*** Text passage Section Begins ***

I started chatting with him and he seemed nice. I told him I could not meet him that night, which was fine by him as the said he wanted to chat… So we chatted a bit and I he asked me if I wanted to meet for a beer the next night, as he was coming back again. I told him I was free, we chatted a bit and then I seemed to loose him.
The next day, out of the blue he messages me, telling me he “fell asleep” the night before. I asked him if we were meeting for a beer and he became a bit evasive.
At this point, the whole situation has an eerie resemblance to one I had with the x-spath: flight attendant on a layover at Newark Airport, being evasive about meeting me, at the same time seeming interested…
Then he got pointedly sexual, so I asked him if he was HIV+. His response — yes.
Well, at least this one was honest…
BBE:
Wow, that is eerie! You are right…at least he was honest.
So why did he become evasive…was it like he wanted to meet, but then was apprehensive because he knew he was HIV+?
BBE…..omigosh….that is WAY too eerie and, thankfully, he appeared to be truthful about HIV+.
I have NO intention of entertaining another “relationship,” ever again. This doesn’t mean that I hate men or that I don’t believe that healthy relationships exist – just not for me.
A couple of months ago, someone glibly suggested that I “give women a try,” to which I responded, “Do you honestly believe that sociopathy is only reserved for hetero males?” Lots of snickering and an abrupt view of my back closed the subject, instantly.

*** Text passage Section Ends ***

◆ **Tasks and exercises**
a - Why does the writer of the passage say the situation bears an eerie resemblance to an earlier one? Answer in one to three sentences.
b - Switch "sociopathy" to "dishonesty" and write out the passage from "I have NO intention" up to and including "the subject, instantly.".
c - According to the passage, what reason did the man give the next day for disappearing the night before?

*** Entries supplied Section Begins ***

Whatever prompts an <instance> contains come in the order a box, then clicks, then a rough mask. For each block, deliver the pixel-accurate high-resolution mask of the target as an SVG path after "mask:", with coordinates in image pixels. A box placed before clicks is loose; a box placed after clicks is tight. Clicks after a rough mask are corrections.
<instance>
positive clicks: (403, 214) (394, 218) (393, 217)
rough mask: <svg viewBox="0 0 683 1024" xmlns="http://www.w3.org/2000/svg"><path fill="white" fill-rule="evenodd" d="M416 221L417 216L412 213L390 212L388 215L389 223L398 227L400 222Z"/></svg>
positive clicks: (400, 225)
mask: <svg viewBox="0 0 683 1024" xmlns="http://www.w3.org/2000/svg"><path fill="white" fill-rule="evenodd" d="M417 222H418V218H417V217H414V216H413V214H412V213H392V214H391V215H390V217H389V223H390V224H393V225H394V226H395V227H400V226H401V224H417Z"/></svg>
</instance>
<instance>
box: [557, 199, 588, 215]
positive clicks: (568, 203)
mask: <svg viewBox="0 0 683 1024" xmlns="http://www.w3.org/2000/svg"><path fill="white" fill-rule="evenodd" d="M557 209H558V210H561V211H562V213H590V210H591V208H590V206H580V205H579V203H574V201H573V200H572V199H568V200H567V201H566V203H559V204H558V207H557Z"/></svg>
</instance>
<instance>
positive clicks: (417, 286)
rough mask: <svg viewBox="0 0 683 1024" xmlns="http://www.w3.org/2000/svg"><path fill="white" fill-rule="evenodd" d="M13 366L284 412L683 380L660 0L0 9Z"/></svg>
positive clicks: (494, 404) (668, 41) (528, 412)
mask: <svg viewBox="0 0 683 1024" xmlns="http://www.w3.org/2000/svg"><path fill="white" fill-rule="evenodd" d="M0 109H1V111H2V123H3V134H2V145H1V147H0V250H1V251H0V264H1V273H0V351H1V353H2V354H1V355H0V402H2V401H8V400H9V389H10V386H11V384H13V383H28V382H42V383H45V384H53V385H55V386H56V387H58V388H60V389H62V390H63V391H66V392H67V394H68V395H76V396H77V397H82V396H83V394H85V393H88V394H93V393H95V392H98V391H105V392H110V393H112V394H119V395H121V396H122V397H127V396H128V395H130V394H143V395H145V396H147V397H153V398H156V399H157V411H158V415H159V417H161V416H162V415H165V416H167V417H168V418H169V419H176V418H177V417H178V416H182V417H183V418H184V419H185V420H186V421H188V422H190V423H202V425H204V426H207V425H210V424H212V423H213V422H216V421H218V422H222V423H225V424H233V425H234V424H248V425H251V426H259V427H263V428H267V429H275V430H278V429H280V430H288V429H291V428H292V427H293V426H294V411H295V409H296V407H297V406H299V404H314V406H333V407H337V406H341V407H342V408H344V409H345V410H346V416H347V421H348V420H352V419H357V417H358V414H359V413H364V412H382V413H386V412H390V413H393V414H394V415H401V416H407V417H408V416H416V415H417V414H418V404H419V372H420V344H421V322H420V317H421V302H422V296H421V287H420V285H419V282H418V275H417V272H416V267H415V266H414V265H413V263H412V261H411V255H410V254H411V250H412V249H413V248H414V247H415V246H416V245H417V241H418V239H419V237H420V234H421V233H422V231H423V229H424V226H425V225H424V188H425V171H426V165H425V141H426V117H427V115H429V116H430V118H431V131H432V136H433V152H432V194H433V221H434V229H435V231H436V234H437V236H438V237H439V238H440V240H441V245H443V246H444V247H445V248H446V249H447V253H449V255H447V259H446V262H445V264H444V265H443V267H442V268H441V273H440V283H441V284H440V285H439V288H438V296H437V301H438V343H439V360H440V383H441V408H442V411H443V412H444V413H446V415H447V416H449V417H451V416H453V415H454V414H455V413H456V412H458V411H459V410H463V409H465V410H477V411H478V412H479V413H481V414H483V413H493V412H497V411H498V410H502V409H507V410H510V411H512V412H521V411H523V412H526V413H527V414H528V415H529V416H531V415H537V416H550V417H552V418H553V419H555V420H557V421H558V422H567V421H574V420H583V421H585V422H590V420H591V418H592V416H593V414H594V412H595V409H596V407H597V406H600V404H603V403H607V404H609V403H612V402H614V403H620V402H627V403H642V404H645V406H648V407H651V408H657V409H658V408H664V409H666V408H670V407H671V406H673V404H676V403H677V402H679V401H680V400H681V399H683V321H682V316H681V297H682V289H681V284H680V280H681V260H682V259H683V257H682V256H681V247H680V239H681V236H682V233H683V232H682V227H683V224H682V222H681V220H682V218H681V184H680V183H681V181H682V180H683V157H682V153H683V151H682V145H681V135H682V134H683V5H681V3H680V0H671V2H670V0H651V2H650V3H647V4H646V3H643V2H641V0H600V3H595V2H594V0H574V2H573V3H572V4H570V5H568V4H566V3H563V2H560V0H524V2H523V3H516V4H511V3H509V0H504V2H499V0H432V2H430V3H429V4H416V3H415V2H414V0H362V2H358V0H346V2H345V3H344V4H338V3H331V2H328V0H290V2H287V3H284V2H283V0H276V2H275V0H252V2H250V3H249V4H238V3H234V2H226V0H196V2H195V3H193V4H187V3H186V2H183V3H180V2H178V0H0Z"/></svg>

*** Entries supplied Section Ends ***

◆ **Responses per task**
a - It resembles what happened with the x-spath, a flight attendant on a layover at Newark Airport. Like this man, he was evasive about meeting the writer while still seeming interested.

b -
I have NO intention of entertaining another “relationship,” ever again. This doesn’t mean that I hate men or that I don’t believe that healthy relationships exist – just not for me.
A couple of months ago, someone glibly suggested that I “give women a try,” to which I responded, “Do you honestly believe that dishonesty is only reserved for hetero males?” Lots of snickering and an abrupt view of my back closed the subject, instantly.

c - He said he "fell asleep."